July 3, 2009 Oscar the bobcat is healing by leaps and bounds after a team of surgeons at the Cornell University Hospital for Animals at the university’s College of Veterinary Medicine repaired injuries he sustained after being hit by a car. He is currently recovering in the New York Wildlife Rescue Center in Middleburgh, N.Y.
The accident, in the Albany area, caused multiple injuries, including a fractured pelvis and a broken femur. Such injuries would have made it virtually impossible for Oscar to survive in the wild.
After being hit, the bobcat was brought to the Janet L. Swanson Wildlife Health Center, which transported him to the Cornell animal hospital. The animal underwent three hours of orthopedic surgery on June 19. Cornell surgeons Dr. Stuart Bliss and Dr. Heather Knapp-Hoch removed the head and neck of the femur, and stabilized the broken pelvis with a steel plate and seven screws.

> _Required work_:
A. According to the article about Oscar the bobcat, how long did his orthopedic surgery last?
B. Translate this sentence from the bobcat article into Spanish: "He is currently recovering in the New York Wildlife Rescue Center in Middleburgh, N.Y."
C. Continue the article about Oscar the bobcat from the point where it stops.

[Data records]
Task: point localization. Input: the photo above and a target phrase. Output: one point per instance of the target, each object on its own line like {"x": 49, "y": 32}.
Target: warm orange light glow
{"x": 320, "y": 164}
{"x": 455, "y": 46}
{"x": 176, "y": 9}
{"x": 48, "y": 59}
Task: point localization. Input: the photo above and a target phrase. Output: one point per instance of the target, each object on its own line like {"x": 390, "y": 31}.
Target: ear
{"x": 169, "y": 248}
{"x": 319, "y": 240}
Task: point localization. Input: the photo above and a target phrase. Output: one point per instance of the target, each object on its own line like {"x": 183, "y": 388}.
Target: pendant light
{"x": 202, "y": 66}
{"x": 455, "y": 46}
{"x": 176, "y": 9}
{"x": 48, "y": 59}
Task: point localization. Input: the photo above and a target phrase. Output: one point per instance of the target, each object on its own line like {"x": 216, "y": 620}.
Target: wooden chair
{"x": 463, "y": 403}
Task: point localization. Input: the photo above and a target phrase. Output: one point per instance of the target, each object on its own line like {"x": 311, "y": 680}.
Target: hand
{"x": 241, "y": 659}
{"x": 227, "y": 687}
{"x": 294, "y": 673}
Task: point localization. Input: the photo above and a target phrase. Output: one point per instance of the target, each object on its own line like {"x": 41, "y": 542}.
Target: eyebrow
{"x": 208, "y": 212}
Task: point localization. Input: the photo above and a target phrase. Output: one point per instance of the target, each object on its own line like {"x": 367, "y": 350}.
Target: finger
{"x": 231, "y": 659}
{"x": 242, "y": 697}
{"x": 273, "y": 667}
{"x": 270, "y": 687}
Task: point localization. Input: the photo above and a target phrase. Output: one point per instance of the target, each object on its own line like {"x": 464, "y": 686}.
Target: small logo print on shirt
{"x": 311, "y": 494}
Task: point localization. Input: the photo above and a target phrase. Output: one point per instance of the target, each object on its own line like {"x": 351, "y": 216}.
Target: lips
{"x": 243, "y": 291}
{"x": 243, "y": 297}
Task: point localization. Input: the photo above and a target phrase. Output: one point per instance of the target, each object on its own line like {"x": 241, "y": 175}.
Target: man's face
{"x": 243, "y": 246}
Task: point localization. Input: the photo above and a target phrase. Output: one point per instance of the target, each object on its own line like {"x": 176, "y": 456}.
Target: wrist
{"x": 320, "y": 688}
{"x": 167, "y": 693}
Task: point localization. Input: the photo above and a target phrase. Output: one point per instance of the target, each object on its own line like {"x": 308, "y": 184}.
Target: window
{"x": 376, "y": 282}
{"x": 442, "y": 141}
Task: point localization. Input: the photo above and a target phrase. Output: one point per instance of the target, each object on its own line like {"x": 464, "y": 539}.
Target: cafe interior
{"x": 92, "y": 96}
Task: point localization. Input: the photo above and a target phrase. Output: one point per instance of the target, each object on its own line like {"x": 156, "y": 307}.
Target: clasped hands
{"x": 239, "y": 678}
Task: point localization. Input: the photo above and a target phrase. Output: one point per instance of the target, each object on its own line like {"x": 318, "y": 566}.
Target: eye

> _Answers for the exercise_:
A. Three hours.

B. Actualmente se está recuperando en el New York Wildlife Rescue Center, en Middleburgh, N.Y.

C.
“Not only was the cat in pain, but his ability to survive as a functioning, highly athletic, predatory animal depends on a successful surgical outcome,” said Knapp-Hoch, who is a resident in small animal surgery at the Cornell University Hospital for Animals. “This was an excellent opportunity to focus on finding the best surgical method to preserve the animal’s ability to run and jump, while at the same time minimizing the chance of long-term complications; indeed, his ability to live in the wild will depend on both.”
Surgeons expect Oscar – named when he was found after the accident – to recuperate over the next six to eight weeks.